* [PROBLEM DETAILS]: Scan the data below for the string "wheel". Copy every line where it appears.

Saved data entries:
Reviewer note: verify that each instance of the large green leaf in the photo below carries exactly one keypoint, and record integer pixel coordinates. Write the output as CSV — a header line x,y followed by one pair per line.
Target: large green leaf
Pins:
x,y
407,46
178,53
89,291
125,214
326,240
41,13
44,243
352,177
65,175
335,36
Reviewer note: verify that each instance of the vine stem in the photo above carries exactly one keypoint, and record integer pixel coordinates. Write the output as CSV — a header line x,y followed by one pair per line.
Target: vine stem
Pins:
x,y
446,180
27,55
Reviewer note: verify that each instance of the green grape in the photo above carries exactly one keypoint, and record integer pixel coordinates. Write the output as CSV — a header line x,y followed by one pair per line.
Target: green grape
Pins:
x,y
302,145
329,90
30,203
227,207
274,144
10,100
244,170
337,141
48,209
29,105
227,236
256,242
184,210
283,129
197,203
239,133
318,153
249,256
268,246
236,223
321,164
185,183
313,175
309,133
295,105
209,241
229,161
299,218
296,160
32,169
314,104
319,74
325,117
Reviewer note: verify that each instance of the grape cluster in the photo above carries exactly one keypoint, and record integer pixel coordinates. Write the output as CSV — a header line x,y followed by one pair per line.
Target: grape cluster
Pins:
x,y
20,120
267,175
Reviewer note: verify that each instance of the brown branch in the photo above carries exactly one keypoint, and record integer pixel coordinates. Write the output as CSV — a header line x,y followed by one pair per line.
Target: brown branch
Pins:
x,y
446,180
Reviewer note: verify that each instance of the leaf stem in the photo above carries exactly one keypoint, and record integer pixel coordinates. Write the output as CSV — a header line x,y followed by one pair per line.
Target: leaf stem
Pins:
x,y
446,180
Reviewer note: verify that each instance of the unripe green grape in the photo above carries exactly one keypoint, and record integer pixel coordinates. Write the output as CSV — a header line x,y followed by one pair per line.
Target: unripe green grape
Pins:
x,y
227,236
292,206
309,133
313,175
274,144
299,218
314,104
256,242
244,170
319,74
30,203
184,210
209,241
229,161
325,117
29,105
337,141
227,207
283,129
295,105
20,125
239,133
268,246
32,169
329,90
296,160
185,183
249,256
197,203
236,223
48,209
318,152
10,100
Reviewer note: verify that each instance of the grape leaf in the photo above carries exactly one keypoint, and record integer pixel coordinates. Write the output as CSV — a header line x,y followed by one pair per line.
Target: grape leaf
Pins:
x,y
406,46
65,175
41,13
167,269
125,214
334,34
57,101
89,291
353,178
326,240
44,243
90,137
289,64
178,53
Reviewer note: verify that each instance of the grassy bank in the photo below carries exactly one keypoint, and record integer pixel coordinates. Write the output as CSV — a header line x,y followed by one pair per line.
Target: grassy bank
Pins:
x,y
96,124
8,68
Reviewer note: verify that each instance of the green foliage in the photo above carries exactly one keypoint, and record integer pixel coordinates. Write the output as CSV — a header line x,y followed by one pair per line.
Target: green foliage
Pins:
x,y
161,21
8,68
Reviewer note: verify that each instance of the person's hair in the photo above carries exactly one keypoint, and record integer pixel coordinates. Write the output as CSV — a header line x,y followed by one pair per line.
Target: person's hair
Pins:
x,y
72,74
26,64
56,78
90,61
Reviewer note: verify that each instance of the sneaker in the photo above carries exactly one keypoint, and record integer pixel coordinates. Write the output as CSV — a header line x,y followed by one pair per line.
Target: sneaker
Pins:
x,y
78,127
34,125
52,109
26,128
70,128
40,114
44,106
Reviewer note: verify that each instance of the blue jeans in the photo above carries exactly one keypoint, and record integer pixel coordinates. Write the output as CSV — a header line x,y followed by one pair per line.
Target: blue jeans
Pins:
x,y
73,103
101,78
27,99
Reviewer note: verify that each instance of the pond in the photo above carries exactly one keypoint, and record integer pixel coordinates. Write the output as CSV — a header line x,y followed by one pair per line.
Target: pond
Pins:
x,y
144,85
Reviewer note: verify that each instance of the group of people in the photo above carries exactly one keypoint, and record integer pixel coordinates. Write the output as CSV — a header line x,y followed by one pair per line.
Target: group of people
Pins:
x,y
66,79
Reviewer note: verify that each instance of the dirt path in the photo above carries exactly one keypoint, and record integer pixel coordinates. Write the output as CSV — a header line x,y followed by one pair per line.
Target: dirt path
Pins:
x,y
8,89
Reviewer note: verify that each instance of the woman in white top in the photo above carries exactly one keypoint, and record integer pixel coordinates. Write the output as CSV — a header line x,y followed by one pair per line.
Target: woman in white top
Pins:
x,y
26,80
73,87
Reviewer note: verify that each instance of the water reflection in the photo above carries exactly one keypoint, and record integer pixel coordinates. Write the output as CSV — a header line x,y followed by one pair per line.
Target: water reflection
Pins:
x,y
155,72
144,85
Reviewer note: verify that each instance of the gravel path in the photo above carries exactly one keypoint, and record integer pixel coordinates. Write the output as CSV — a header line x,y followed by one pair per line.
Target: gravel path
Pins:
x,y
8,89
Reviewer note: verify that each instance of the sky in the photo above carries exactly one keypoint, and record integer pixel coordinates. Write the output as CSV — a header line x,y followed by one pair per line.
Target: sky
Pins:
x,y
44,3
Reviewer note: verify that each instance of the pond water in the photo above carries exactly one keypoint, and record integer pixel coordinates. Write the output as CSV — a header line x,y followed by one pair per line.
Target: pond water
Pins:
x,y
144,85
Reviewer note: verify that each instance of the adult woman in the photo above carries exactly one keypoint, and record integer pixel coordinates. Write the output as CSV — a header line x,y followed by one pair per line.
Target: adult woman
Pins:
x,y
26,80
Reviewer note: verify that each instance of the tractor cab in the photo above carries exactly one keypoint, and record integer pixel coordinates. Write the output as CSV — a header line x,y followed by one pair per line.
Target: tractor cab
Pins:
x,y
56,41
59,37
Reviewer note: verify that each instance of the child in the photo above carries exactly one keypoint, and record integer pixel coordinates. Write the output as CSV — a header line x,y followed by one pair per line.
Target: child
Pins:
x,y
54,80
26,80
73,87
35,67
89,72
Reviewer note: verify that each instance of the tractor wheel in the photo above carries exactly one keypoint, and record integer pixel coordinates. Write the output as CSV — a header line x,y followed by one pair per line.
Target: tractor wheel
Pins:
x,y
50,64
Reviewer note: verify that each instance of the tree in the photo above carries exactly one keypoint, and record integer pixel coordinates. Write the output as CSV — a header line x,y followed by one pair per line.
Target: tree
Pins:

* [RESULT OF THIS TASK]:
Reviewer note: verify that each instance of the tractor wheel in the photo above carries exactly one keypoint, and record integer pixel coordinates. Write the output as CSV — a header line x,y followed by one pair per line.
Target: tractor wheel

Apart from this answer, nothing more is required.